Document passage
────────────────────

Minister for Higher Education and Training Blade Nzimande should spend half an hour to declare his stance on plagiarism.
Given our Constitution’s powerful commitments to education, we take it for granted that any assaults on this sector constitute serious offences. In higher education, plagiarism is one of the worst possible assaults on a university’s traditionally sacrosanct values. Yet an article we publish this week shows plagiarism is evident in 68% of 371 articles published within one year (2011) – all in 19 peer-reviewed, South African and government-accredited academic journals. What sense are we to make of this?
That becomes both more difficult and imperative to answer given the article’s finding that the state spent R34.4-million in subsidies to universities for articles published in these 19 journals. These findings signal more than an assault: they suggest a fatal attack on every ideal of “the university”, as well as on students and their families. In the light of the various recent scandals about faked or imagined qualifications (from the disgraced ex-chairperson of the SABC to the ANC’s revered Pallo Jordan) and, on top of endemic corruption, this plagiarism story makes South Africa look like a nation of frauds.

────────────────────

Problem to solve
From the editorial on plagiarism in South African academic journals, copy word for word the passage starting with "Given our Constitution’s" and going on through "make of this?".

Information supplied
────────────────────

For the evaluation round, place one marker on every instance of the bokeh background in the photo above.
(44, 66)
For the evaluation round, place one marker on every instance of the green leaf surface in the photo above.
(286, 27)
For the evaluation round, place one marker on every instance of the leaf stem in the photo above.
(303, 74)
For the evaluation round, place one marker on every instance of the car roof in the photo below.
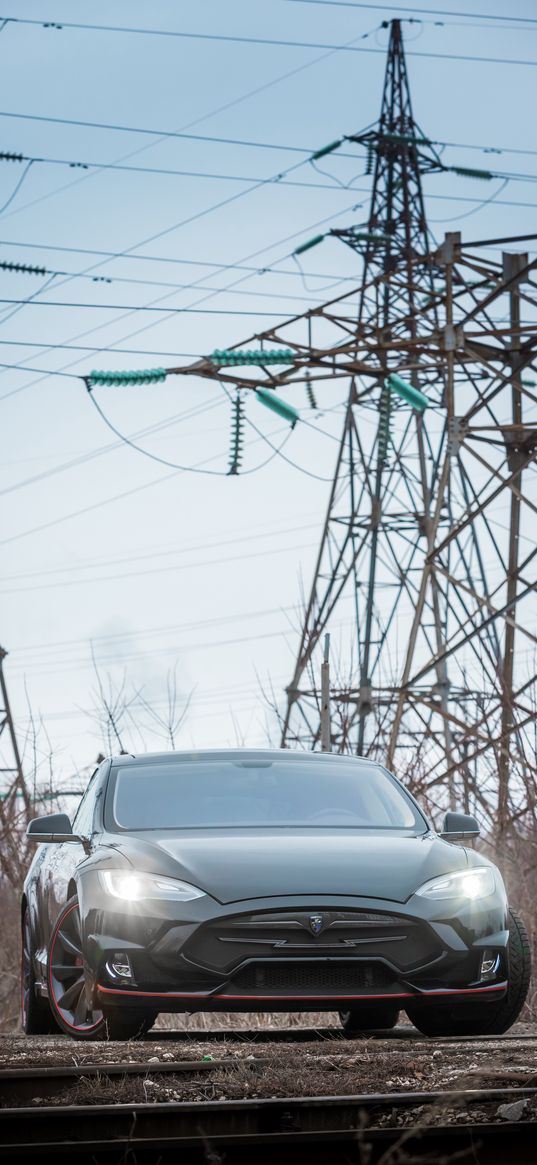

────────────────────

Response to this exercise
Given our Constitution’s powerful commitments to education, we take it for granted that any assaults on this sector constitute serious offences. In higher education, plagiarism is one of the worst possible assaults on a university’s traditionally sacrosanct values. Yet an article we publish this week shows plagiarism is evident in 68% of 371 articles published within one year (2011) – all in 19 peer-reviewed, South African and government-accredited academic journals. What sense are we to make of this?